____ Excerpt to read

The change in counsel may affect the outcome of the case. There are often problems when an attorney argues a case, but did not brief it. I think this may have happened today.

The petition did not ask for the Court to overrule the Rooker-Feldman doctrine.Yet, as Justice Alito pointed out, Prelogar seems to want to overrule Rooker-Feldman.

JUSTICE ALITO: Reading between the lines, I take your –your real position to be that Rooker-Feldman ought to be overruled, and maybe there are members of the Court who would like to do that, but that’s not before us here, right?

MS. PRELOGAR: Our primary argument is that it’s not necessary to overrule it. It just shouldn’t be vastly expanded

Alito joked that alternatively, Prelogar would limit the case to the parties:

JUSTICE ALITO: But, if we’re going to limit it, it has to be limited on some rational basis. And I don’t really see a rational basis for drawing a distinction between a case where the –the state court proceeding has concluded and a case where the state court proceeding is –is ongoing. I mean, in Rooker, the individual’s name began with an R. And in Feldman, the individual’s name began with an F. So, here, the individual’s name begins with a T. I mean, can we say, well, we’re not going to go any further than Rooker and Feldman, so this case doesn’t qualify?

Well, yeah. Prelogar didn’t write that brief. But Solicitor General did argue Dobbs. Maybe there was some disagreement in strategy, but by this late juncture, the briefs are in the can.

Prelogar told Justice Gorsuch that Rooker-Feldman was “egregiously wrong” and could be overruled:

JUSTICE GORSUCH: The last one and then I’m done. Give me your best shot for overruling Rooker-Feldman. I know it’s in your brief. I know you don’t want to talk about it primarily, but I want to hear –

MS. PRELOGAR: Sure. So –

JUSTICE GORSUCH: –sing –sing -sing a few bars for me.

MS. PRELOGAR: –we think that Rooker-Feldman is egregiously wrong. It’s out of sync with modern precedent about how the Court articulates jurisdictional rules. District courts are supposed to exercise the jurisdiction that Congress gives them, and the Court doesn’t have a free-floating judge-made power to take away jurisdiction where it exists.

Lisa Blatt scoffed at the notion that the Court would overrule Rooker-Feldman, especially where the Petitioner did not preserve that issue.

JUSTICE JACKSON: Could you speak to Ms. Prelogar’s suggestion that we should as a backup consider revisiting Rooker-Feldman?

MS. BLATT: This is not Dobbs. This is not Roe versus Wade. The words “egregiously wrong” don’t even appear in their brief. Rooker-Feldman is obviously not egregiously wrong.

Justice Alito even referenced the disconnect, pointing to Shanmugam’s cert petition:

JUSTICE ALITO: The petition in this case was filed by a very experienced and sophisticated advocate. A second question could have been added, should Rooker-Feldman be overruled? It wasn’t overruled. When have we reached out to overrule a decision when we haven’t even been asked to do it by counsel at the outset?

________
____ Data records

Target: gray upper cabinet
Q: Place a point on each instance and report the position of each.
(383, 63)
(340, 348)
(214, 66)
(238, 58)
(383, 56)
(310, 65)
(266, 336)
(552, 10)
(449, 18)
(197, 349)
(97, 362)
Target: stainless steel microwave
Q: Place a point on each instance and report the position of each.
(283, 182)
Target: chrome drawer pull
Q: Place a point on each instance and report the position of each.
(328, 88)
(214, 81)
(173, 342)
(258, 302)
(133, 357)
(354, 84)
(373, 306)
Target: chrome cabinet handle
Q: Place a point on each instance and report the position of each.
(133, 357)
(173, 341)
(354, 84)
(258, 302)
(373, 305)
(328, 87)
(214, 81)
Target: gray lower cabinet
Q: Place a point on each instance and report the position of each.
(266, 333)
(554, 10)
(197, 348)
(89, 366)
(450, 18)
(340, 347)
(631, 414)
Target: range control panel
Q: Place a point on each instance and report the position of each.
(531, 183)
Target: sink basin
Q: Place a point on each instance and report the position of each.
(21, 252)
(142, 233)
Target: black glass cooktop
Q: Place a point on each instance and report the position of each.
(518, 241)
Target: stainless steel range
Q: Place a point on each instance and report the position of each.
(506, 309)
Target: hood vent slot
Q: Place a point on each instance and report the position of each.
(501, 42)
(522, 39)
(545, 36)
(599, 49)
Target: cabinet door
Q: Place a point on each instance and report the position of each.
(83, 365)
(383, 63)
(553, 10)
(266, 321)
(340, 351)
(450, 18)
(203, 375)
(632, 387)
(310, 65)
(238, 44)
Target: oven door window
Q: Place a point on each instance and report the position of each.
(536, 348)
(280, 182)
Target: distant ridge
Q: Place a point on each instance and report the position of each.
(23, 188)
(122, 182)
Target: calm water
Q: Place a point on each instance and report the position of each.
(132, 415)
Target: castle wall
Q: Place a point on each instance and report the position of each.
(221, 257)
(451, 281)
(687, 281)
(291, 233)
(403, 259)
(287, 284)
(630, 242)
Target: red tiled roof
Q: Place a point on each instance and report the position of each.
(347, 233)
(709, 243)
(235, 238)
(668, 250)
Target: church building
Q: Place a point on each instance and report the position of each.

________

- [Exercises]:
1. Summarize the excerpt in two sentences.
2. Rewrite the excerpt from "MS. BLATT: This" up to and including "not egregiously wrong.", changing "egregiously wrong" to "seriously mistaken".
3. Condense the paragraph of the excerpt that begins "Well, yeah" into a bulleted list of its main points.
The records bear no relation to the excerpt.

- [Task-by-task solutions]:
1. Although the petition did not ask the Court to overrule the Rooker-Feldman doctrine, Prelogar argued primarily that it should not be vastly expanded, and she told Justice Gorsuch that it was egregiously wrong and out of sync with modern precedent. Lisa Blatt scoffed at overruling it and said the words "egregiously wrong" do not appear in the petitioner's brief, and Justice Alito observed that the petition could have asked whether Rooker-Feldman should be overruled but did not.

2.
MS. BLATT: This is not Dobbs. This is not Roe versus Wade. The words “seriously mistaken” don’t even appear in their brief. Rooker-Feldman is obviously not seriously mistaken.

3.
- Prelogar did not write the brief.
- The Solicitor General did argue Dobbs.
- There may have been some disagreement in strategy.
- At this late juncture, the briefs are already in the can.